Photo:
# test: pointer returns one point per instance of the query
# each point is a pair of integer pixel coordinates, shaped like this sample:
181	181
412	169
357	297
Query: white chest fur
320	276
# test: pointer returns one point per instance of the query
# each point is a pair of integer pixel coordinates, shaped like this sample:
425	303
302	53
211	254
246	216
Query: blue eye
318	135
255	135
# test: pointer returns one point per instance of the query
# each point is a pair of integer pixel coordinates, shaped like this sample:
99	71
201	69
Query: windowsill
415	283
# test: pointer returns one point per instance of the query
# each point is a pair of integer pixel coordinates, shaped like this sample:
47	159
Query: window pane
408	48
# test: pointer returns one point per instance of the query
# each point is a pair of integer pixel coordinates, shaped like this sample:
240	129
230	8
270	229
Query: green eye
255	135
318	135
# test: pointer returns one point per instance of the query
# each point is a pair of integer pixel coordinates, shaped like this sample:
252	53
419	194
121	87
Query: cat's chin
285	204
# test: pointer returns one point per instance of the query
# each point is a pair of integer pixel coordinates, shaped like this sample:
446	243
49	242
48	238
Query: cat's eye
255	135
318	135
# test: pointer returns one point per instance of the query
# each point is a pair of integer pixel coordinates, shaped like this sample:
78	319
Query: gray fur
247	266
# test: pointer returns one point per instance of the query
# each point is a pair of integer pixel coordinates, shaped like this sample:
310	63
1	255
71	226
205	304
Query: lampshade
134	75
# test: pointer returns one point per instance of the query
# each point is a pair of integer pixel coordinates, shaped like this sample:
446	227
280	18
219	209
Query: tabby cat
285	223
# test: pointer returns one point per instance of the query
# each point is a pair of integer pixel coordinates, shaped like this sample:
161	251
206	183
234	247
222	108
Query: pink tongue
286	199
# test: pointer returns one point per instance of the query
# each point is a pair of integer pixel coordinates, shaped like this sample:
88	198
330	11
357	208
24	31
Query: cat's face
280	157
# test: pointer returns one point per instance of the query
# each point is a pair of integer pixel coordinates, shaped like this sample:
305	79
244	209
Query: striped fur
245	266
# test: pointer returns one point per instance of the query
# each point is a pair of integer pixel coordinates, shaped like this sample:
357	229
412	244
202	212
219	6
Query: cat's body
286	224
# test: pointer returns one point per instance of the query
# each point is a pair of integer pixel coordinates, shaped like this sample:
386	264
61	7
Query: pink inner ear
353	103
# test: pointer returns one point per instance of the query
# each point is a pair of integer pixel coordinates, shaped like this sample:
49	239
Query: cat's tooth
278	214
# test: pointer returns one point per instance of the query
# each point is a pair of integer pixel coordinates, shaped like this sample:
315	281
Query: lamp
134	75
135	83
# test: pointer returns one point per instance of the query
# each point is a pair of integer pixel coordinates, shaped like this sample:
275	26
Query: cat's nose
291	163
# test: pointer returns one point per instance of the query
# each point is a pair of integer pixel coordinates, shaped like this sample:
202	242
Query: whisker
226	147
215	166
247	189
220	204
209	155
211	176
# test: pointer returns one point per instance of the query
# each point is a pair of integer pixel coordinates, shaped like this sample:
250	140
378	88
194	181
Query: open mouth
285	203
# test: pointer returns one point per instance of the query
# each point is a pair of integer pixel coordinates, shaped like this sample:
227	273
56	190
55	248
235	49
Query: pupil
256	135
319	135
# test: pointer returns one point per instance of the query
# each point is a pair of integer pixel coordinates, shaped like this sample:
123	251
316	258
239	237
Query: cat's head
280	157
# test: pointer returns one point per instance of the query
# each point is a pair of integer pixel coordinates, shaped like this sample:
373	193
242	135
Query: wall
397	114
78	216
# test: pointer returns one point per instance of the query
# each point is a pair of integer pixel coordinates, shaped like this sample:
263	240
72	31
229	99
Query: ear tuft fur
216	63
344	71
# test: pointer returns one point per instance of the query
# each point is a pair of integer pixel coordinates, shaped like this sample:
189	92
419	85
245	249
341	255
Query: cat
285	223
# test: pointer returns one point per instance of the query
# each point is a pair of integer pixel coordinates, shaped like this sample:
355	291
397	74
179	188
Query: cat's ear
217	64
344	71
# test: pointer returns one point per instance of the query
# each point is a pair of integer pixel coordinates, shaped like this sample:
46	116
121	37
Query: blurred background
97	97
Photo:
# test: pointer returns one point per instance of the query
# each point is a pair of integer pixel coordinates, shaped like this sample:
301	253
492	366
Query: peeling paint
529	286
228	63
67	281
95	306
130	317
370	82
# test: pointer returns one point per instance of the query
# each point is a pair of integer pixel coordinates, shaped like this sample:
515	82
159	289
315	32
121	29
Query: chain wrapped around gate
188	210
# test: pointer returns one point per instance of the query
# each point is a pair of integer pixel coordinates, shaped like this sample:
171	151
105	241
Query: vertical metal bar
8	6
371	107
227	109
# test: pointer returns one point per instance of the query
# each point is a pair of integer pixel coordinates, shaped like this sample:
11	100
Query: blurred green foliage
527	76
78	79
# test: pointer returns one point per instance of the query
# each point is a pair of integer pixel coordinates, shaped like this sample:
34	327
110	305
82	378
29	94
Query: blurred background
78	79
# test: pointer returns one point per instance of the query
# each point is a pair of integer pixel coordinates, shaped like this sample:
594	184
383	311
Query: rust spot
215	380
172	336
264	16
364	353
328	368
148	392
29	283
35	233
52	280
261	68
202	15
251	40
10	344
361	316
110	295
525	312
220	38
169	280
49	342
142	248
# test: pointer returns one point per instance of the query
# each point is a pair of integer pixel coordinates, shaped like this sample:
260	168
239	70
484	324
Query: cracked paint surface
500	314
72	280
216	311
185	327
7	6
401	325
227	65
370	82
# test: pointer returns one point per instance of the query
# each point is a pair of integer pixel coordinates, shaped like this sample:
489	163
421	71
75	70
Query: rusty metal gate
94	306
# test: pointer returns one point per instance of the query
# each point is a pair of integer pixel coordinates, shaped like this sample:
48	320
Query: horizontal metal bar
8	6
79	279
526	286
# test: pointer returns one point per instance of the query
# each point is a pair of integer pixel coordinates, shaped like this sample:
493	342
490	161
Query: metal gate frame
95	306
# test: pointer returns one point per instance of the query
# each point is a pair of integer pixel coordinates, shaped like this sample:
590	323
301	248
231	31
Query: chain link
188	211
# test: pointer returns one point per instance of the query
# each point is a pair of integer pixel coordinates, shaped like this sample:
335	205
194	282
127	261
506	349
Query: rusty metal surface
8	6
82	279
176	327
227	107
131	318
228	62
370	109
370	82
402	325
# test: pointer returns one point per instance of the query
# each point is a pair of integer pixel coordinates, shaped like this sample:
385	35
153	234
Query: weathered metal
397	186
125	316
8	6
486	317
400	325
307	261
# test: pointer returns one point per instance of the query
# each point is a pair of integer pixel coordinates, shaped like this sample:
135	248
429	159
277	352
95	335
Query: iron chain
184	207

Short problem »
Write out the records shown above, exactly as they appear.

The completed task »
Photo:
# test: pointer returns one point per instance of the query
# each point is a pair of integer pixel coordinates, shaped like this sample:
181	181
412	169
357	297
Query: white chest fur
320	276
# test: pointer returns one point per instance of the query
# each point is a pair of integer pixel coordinates, shaped like this sample:
425	303
302	53
211	254
246	216
Query: blue eye
318	135
255	135
# test: pointer returns one point per instance of the query
# each point is a pair of integer pixel coordinates, shaped like this sample:
99	71
201	69
Query: windowsill
415	283
# test: pointer returns one point per instance of the query
# each point is a pair of integer pixel coordinates, shaped like this sample:
47	159
Query: window pane
408	48
# test: pointer returns one point per instance of the query
# each point is a pair of integer pixel coordinates, shaped like this sample:
240	129
230	8
270	229
Query: green eye
255	135
318	135
# test: pointer returns one point per instance of the query
# each point is a pair of integer pixel coordinates, shaped like this sample:
252	53
419	194
121	87
Query: cat's chin
285	204
# test: pointer returns one point per instance of the query
# each point is a pair of integer pixel coordinates, shaped like this sample:
446	243
49	242
48	238
Query: cat's eye
255	135
318	135
# test: pointer returns one point per instance of the query
# each point is a pair of integer pixel coordinates, shaped like this sample:
78	319
Query: gray fur
247	266
# test: pointer returns one point per instance of the query
# each point is a pair of integer pixel coordinates, shaped like this sample:
310	63
1	255
71	226
205	304
Query: lampshade
134	75
# test: pointer returns one point per instance of the query
# each point is a pair of integer pixel coordinates, shaped like this sample:
446	227
280	18
219	209
Query: tabby cat
285	223
# test: pointer returns one point per instance of the query
# each point is a pair of integer pixel coordinates, shaped like this sample:
161	251
206	183
234	247
222	108
Query: pink tongue
286	199
# test: pointer returns one point per instance of the query
# each point is a pair of integer pixel coordinates, shaped like this sample:
88	198
330	11
357	208
24	31
Query: cat's face
280	157
# test: pointer returns one point per instance of the query
# each point is a pair of integer pixel coordinates, shaped like this sample:
305	79
244	209
Query: striped fur
245	266
# test: pointer returns one point per instance of the query
# each point is a pair of integer pixel coordinates, shaped like this sample:
357	229
412	244
202	212
219	6
Query: cat's body
286	224
# test: pointer returns one point per instance of the query
# each point is a pair of integer pixel coordinates, shaped like this sample:
386	264
61	7
Query: pink inner ear
353	103
# test: pointer returns one point per instance of the query
# each point is a pair of integer pixel coordinates, shaped like this sample:
49	239
Query: cat's tooth
278	214
# test: pointer returns one point per instance of the query
# each point is a pair of integer pixel coordinates, shaped like this sample:
315	281
Query: lamp
134	75
135	83
# test: pointer returns one point per instance of the query
# each point is a pair of integer pixel coordinates, shaped like this sample:
275	26
Query: cat's nose
291	163
# test: pointer returns one point per instance of the query
# each point is a pair of integer pixel coordinates, shaped like this sample:
202	242
Query: whisker
226	147
215	166
247	189
220	204
209	155
211	176
# test: pointer returns one point per instance of the query
# each point is a pair of integer pixel coordinates, shaped like this sample:
250	140
378	88
194	181
Query: open mouth
285	203
# test: pointer returns one point per instance of the query
# each point is a pair of integer pixel coordinates, shaped like this sample:
227	273
56	190
55	248
235	49
Query: pupil
256	135
319	135
# test: pointer returns one point per instance of the query
# each point is a pair of integer pixel coordinates, shaped like this sample:
123	251
316	258
239	237
Query: cat's head
280	157
# test: pointer returns one point per instance of the query
# each point is a pair of integer pixel coordinates, shaped like this sample:
373	193
242	135
Query: wall
397	114
78	216
# test: pointer returns one point per instance of the query
# each point is a pair of integer pixel coordinates, shaped like this sample:
263	240
72	31
229	99
Query: ear tuft fur
216	63
344	71
# test: pointer returns one point per instance of the query
# each point is a pair of integer pixel coordinates, shaped like this sample:
189	92
419	85
245	249
341	255
Query: cat
285	223
# test: pointer returns one point per instance of the query
# each point is a pair of integer pixel coordinates, shaped like this sample:
355	291
397	74
179	188
Query: cat's ear
217	64
344	71
# test: pointer returns one point per instance of the query
# each point is a pair of integer pixel coordinates, shaped like this sample:
46	116
121	37
Query: blurred background
97	97
Photo:
# test: pointer returns one point per instance of the query
# each point is a pair of integer pixel coordinates, shaped like this sample:
301	253
492	366
Query: peeling paint
529	286
228	63
67	281
95	306
130	317
370	82
# test: pointer returns one point per instance of the query
# each point is a pair of integer pixel coordinates, shaped like this sample:
515	82
159	289
315	32
121	29
Query: chain wrapped around gate
188	210
# test: pointer returns one point per instance of the query
# each point is a pair of integer pixel coordinates, shaped like this sample:
171	151
105	241
Query: vertical metal bar
8	6
371	107
227	109
# test: pointer returns one point per instance of the query
# each point is a pair of integer pixel coordinates, shaped like this sample:
11	100
Query: blurred green foliage
527	76
78	79
# test: pointer returns one point per instance of the query
# each point is a pair of integer pixel coordinates, shaped like this sample:
34	327
110	305
82	378
29	94
Query: blurred background
78	79
# test: pointer returns one point per instance of the query
# each point is a pair of integer pixel coordinates, shaped like this sample:
594	184
383	311
Query: rust spot
215	380
172	336
264	16
364	353
328	368
148	392
29	283
35	233
52	280
261	68
202	15
251	40
10	344
361	316
110	295
525	312
220	38
169	280
49	342
142	248
# test: pointer returns one point per instance of the query
# each point is a pair of integer pixel coordinates, shaped like this sample:
260	168
239	70
484	324
Query: cracked paint surface
500	314
72	280
216	311
185	327
7	6
401	325
227	65
370	82
# test: pointer returns one point per instance of the query
# each point is a pair of integer pixel coordinates, shaped like this sample:
489	163
421	71
75	70
Query: rusty metal gate
94	306
# test: pointer returns one point per instance of the query
# each point is a pair of integer pixel coordinates, shaped like this sample:
48	320
Query: horizontal metal bar
8	6
79	279
526	286
# test: pointer returns one point per instance of the query
# each point is a pair of integer pixel coordinates, shaped like this sample:
493	342
490	161
Query: metal gate frame
95	306
# test: pointer returns one point per instance of the query
# each point is a pair of integer pixel coordinates, shaped like this sample:
590	323
301	248
231	31
Query: chain link
188	211
# test: pointer returns one point per instance of the query
# each point is a pair of integer pixel coordinates, shaped like this sample:
335	205
194	282
127	261
506	349
Query: rusty metal surface
8	6
82	279
176	327
227	107
131	318
228	62
370	109
370	82
402	325
# test: pointer returns one point per instance of the query
# each point is a pair of integer pixel coordinates, shaped like this sample:
385	35
153	234
Query: weathered metal
397	186
125	316
8	6
486	317
400	325
307	261
# test: pointer returns one point per instance of the query
# each point is a pair of integer pixel coordinates, shaped like this sample:
135	248
429	159
277	352
95	335
Query: iron chain
184	207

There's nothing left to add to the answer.